*Action item*.
Report every line of the data below that contains the word "positive", treating uppercase and lowercase as different.
-- Entries shown follows --
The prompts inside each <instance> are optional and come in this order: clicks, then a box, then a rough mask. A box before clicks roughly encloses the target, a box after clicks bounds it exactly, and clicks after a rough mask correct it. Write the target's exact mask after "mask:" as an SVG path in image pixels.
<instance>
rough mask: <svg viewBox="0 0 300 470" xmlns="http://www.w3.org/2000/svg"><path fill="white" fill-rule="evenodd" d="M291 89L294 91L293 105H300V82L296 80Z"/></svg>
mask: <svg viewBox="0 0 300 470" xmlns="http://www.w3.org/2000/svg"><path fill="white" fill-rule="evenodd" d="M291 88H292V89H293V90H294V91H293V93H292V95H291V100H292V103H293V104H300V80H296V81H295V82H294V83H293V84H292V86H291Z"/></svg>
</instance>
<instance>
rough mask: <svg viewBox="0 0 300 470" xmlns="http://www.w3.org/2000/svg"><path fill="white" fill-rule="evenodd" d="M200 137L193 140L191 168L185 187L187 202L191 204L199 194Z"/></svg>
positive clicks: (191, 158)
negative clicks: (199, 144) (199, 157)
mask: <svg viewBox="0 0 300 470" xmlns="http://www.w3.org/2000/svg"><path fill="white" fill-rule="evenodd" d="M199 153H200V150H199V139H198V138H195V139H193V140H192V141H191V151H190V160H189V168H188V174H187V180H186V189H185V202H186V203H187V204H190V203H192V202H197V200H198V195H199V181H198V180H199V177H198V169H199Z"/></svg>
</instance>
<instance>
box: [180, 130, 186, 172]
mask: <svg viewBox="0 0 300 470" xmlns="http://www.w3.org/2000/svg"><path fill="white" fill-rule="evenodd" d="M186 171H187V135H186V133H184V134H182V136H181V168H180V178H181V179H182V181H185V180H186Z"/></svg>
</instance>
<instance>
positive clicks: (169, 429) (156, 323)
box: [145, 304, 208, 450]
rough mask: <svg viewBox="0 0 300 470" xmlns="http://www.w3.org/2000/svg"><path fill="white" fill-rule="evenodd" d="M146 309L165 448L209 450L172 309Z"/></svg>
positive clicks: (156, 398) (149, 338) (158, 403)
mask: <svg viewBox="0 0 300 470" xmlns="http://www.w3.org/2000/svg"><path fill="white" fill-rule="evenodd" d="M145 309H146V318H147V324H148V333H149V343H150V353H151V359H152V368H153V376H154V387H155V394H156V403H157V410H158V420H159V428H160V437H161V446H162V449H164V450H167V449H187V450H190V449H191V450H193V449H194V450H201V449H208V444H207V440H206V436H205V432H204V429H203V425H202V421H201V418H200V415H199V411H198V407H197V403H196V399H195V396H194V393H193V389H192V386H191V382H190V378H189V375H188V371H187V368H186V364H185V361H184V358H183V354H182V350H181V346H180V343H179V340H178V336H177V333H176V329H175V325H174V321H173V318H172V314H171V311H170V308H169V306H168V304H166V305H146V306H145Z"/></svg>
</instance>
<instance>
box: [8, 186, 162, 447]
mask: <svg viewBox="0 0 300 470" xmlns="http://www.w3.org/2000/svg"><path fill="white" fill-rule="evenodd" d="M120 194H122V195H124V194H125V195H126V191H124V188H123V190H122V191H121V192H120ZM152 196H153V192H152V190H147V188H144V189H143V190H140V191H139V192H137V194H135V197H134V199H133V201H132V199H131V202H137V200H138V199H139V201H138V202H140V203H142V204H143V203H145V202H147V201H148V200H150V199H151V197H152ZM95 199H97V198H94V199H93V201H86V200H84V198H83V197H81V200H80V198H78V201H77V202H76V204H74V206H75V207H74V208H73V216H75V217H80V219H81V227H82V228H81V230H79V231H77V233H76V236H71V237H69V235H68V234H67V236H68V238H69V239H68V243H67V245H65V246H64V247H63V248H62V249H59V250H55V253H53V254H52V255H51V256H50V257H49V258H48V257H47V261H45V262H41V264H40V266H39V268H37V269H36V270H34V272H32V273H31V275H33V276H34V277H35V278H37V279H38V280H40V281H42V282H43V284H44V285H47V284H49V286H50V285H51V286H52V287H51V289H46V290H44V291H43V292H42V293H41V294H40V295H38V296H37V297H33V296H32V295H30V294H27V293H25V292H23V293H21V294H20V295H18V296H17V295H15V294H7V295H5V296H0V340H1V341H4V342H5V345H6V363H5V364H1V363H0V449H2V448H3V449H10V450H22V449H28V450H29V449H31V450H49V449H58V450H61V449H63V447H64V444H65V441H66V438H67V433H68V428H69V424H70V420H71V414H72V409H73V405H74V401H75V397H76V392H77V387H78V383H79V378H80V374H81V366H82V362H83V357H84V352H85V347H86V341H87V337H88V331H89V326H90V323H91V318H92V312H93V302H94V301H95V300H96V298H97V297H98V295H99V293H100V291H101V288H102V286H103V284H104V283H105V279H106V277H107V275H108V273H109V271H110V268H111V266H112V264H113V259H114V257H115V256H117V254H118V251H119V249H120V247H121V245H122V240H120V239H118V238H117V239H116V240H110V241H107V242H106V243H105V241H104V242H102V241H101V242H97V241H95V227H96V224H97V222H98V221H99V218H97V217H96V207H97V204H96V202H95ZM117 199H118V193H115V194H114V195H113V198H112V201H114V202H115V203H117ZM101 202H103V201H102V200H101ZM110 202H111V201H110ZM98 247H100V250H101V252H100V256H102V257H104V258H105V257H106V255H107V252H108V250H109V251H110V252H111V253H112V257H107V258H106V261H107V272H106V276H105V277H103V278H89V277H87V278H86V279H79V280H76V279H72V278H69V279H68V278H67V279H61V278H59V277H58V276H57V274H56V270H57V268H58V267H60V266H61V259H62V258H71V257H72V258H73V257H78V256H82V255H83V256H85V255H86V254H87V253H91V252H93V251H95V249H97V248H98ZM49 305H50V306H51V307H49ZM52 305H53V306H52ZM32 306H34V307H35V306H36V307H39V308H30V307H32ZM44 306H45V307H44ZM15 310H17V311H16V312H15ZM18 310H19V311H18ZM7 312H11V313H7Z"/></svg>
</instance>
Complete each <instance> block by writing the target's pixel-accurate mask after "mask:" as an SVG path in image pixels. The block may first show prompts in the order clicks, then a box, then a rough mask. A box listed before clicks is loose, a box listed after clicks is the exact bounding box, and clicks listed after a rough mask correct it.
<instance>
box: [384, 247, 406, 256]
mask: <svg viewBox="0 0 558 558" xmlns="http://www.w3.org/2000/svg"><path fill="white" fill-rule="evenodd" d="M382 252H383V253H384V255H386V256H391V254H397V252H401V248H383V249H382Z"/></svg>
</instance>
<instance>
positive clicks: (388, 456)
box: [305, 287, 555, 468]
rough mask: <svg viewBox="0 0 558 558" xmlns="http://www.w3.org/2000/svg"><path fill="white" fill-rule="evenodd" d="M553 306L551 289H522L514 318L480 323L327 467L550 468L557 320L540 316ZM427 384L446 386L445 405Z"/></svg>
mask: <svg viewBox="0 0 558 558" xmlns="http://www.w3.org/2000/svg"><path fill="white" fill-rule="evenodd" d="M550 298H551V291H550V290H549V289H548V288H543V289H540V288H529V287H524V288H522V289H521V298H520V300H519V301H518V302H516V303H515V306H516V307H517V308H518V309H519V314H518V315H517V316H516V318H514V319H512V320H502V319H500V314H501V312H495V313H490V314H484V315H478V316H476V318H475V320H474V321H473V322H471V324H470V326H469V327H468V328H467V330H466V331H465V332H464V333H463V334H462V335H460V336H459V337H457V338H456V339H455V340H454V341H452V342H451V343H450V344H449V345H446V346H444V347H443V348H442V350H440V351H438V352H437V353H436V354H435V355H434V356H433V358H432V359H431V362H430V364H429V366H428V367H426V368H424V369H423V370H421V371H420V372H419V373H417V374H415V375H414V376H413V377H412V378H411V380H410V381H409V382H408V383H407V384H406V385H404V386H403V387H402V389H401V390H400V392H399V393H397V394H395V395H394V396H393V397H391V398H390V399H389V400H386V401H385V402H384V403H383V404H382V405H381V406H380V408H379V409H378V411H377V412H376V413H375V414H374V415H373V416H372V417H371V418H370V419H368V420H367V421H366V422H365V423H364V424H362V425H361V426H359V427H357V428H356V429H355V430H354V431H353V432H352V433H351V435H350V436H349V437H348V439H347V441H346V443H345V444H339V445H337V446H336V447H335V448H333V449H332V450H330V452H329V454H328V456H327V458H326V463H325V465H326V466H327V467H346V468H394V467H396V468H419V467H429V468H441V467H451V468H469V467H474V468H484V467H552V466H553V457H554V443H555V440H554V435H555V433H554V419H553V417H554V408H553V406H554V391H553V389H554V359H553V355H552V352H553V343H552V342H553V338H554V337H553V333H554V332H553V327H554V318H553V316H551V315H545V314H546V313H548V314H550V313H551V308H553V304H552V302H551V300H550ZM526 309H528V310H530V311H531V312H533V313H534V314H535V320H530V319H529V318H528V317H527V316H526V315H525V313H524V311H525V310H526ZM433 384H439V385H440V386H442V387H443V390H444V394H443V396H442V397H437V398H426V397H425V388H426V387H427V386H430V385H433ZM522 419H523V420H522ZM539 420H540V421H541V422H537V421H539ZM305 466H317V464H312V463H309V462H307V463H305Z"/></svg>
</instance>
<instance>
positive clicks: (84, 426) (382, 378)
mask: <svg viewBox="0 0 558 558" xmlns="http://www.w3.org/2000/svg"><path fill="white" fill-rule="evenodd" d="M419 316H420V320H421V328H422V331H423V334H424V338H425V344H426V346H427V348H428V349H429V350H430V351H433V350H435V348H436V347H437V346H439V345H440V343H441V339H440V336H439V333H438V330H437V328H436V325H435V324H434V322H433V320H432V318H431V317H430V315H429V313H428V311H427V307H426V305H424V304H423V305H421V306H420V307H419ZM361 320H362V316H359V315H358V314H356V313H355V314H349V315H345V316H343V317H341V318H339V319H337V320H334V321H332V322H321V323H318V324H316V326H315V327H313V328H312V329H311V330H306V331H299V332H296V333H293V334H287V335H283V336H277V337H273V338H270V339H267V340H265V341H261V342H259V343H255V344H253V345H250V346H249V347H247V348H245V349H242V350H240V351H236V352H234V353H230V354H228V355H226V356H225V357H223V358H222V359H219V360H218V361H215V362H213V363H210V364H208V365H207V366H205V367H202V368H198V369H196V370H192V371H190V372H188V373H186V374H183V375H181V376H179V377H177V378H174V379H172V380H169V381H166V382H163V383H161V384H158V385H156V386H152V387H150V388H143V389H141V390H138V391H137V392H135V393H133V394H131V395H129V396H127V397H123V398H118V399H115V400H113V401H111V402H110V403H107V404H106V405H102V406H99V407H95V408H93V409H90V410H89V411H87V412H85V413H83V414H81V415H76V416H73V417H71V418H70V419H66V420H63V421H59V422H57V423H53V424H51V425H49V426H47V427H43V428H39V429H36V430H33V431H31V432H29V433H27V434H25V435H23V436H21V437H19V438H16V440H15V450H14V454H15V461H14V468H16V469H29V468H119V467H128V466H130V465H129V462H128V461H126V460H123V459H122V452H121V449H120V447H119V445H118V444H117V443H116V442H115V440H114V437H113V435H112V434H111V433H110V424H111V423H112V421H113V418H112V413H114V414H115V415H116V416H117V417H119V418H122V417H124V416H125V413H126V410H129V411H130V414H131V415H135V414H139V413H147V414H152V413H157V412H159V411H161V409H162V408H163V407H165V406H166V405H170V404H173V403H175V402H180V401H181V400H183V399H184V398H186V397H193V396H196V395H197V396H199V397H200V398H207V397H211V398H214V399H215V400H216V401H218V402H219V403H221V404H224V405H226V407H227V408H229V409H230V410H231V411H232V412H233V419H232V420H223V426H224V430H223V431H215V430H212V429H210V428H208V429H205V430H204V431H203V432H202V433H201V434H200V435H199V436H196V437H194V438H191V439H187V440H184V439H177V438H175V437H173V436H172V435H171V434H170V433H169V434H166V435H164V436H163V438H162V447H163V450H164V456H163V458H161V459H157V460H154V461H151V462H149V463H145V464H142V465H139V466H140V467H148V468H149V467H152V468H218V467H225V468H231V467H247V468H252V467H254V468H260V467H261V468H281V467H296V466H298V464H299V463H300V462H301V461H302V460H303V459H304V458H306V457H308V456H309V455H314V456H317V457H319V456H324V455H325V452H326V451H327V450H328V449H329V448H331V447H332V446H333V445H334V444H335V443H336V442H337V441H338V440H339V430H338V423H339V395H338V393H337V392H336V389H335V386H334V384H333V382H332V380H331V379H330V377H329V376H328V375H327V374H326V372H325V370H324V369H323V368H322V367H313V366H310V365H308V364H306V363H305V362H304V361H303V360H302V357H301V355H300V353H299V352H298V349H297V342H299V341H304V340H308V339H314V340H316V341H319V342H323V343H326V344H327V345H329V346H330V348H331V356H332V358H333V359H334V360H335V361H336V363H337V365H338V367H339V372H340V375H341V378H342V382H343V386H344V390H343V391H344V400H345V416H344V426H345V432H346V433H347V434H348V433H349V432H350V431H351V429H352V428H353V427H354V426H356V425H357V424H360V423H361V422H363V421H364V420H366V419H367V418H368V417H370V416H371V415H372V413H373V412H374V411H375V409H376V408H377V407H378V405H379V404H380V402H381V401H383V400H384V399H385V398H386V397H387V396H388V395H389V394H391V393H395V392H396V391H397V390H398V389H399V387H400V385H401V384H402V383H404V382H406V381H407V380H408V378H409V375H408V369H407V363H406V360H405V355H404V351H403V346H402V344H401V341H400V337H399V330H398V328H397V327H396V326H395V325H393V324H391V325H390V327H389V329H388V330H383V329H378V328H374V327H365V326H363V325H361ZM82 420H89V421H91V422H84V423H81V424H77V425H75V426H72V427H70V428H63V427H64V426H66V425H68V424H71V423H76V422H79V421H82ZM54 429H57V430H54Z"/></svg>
-- Entries shown concluded --
*Written solution*.
positive clicks: (191, 158)
positive clicks: (169, 429) (156, 323)
positive clicks: (156, 398) (149, 338) (158, 403)
positive clicks: (388, 456)
positive clicks: (84, 426) (382, 378)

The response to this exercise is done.